╭──
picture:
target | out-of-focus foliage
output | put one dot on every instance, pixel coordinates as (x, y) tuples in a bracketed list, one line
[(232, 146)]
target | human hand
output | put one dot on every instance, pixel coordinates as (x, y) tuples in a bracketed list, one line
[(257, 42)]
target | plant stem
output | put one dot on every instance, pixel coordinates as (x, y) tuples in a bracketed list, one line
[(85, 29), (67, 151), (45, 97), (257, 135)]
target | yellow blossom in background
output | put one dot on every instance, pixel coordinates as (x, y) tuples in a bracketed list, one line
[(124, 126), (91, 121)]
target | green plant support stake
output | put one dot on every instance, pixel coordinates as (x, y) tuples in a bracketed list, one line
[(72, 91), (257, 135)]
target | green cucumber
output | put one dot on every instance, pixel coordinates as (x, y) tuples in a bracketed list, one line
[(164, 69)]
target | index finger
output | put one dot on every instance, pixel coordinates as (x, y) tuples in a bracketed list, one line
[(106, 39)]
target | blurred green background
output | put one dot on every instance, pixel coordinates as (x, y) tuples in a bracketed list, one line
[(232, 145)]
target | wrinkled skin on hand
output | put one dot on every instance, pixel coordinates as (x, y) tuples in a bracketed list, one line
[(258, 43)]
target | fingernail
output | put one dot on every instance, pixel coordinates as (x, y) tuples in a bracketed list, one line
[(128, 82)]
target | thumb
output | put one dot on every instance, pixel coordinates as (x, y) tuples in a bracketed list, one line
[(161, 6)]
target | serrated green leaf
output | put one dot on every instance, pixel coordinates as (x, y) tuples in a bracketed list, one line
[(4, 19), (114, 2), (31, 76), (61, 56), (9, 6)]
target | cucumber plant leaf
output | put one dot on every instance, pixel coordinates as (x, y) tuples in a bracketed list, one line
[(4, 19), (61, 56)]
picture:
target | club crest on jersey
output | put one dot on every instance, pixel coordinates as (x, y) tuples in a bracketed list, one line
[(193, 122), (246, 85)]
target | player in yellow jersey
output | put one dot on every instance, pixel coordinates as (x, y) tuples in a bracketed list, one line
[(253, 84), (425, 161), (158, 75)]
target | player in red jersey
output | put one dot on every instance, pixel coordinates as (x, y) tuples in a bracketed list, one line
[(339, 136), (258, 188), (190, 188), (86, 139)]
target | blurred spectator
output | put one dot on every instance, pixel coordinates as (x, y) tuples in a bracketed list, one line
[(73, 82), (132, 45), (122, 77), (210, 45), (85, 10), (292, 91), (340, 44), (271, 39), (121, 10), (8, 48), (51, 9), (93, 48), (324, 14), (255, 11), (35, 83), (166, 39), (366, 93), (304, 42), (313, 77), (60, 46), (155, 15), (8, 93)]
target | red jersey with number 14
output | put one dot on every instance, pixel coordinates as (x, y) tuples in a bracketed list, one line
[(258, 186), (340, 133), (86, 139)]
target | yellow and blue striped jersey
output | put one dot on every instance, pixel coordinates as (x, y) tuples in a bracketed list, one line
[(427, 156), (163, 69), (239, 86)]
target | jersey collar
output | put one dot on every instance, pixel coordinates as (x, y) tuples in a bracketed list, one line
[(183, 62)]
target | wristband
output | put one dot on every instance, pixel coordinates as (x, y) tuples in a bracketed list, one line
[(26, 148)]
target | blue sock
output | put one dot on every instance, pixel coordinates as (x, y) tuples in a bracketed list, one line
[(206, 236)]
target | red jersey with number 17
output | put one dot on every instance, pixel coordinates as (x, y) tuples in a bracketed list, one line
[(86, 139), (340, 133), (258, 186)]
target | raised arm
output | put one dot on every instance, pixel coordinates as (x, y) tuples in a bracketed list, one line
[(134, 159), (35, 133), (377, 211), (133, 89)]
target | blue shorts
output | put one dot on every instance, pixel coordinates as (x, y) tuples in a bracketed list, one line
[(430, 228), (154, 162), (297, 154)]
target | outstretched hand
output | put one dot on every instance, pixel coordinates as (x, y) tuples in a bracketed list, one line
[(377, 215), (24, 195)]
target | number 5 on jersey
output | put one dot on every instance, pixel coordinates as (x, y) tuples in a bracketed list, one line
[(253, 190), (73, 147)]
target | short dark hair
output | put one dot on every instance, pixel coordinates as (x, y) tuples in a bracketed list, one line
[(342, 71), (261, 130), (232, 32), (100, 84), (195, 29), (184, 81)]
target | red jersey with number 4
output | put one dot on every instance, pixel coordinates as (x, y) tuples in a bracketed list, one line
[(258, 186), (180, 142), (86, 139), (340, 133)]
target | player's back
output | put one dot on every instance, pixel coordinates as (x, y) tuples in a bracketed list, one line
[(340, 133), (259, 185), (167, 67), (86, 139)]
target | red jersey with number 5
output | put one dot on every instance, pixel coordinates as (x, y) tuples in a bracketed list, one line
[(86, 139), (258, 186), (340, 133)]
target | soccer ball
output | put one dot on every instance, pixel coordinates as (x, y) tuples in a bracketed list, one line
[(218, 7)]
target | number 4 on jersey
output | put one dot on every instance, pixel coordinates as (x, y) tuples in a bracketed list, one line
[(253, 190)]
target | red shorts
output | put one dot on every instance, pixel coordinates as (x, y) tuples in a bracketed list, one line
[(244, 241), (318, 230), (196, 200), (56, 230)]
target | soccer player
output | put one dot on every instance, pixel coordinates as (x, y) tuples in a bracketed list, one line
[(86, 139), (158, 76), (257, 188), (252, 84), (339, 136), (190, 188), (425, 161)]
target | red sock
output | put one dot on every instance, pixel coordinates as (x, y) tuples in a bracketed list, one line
╰──
Go through the listing, and whenever a line contains the string "number", copy that line.

target | red jersey with number 14
target | red jersey with number 17
target | number 5 on jersey
target | red jersey with number 4
target | red jersey with number 5
target | number 4 on jersey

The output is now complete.